**Short problem:** From the article on developing a deeper prayer life, list every step in the progression it says believers can follow.

How to Develop a Deeper Prayer Life: Biblical Steps That Actually Work
“Men always ought to pray and not lose heart.”
— Luke 18:1
How do you develop a deeper prayer life?
To develop a deeper prayer life, the Bible reveals a progression every believer can follow:
- Set an unmoveable daily appointment with God — same time, same place, same posture
- Pray Scripture — turning the Word back to God deepens prayer immediately
- Use the ACTS framework — Adoration, Confession, Thanksgiving, Supplication
- Pray in the Spirit — let the Holy Spirit help where words fail (Romans 8:26-27)
- Persevere — Jesus said always pray and never lose heart (Luke 18:1)
- Keep a prayer journal — written prayers become written testimonies
Key Scripture: Luke 18:1 — “Men always ought to pray and not lose heart.”
“Then He spoke a parable to them, that men always ought to pray and not lose heart.”
— Luke 18:1 (NKJV)A Word from Sanmi Dawodu
If you're searching for how to develop a deeper prayer life, you're not alone. Many Christians want to pray more but feel stuck — and the Bible gives a step-by-step pathway to a prayer life that will not quit.
Prayer is the most fundamental activity of the Christian life — and the most neglected. Every spiritual leader who has ever made a significant impact on their generation has been, first and foremost, a person of prayer. Martin Luther — despite (or because of) his impossibly full schedule — reportedly said: 'I have so much to do that I shall spend the first three hours in prayer.' John Wesley prayed two hours daily. David Brainerd, whose prayer journals influenced more missionaries than perhaps any other document in church history, wrote: 'I love to be alone in my cottage where I can spend much time in prayer.' The history of revival is the history of praying men and women.

**Data section:**
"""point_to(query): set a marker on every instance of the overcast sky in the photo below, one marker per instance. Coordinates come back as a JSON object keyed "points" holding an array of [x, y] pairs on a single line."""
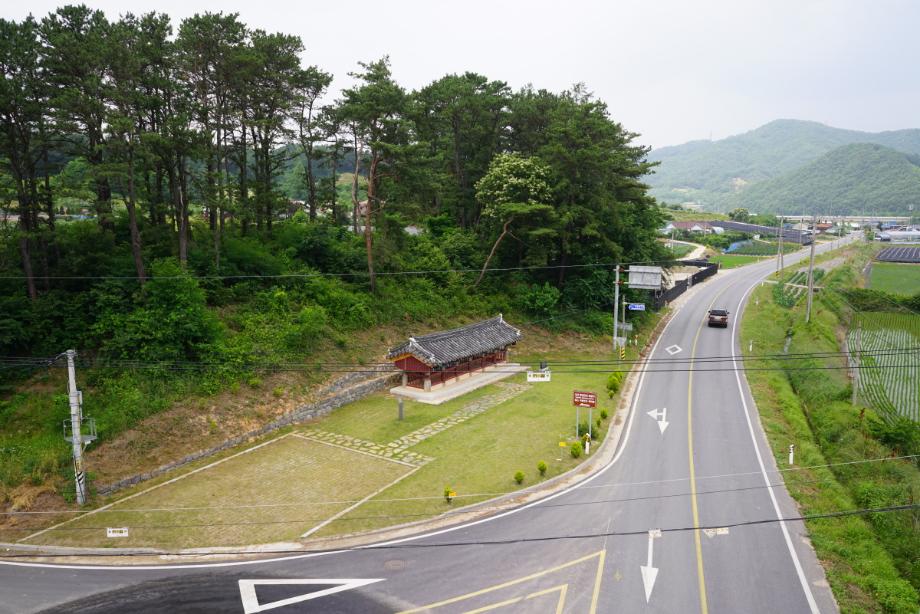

**Answer to this task:**
- Set an unmoveable daily appointment with God
- Pray Scripture
- Use the ACTS framework
- Pray in the Spirit
- Persevere
- Keep a prayer journal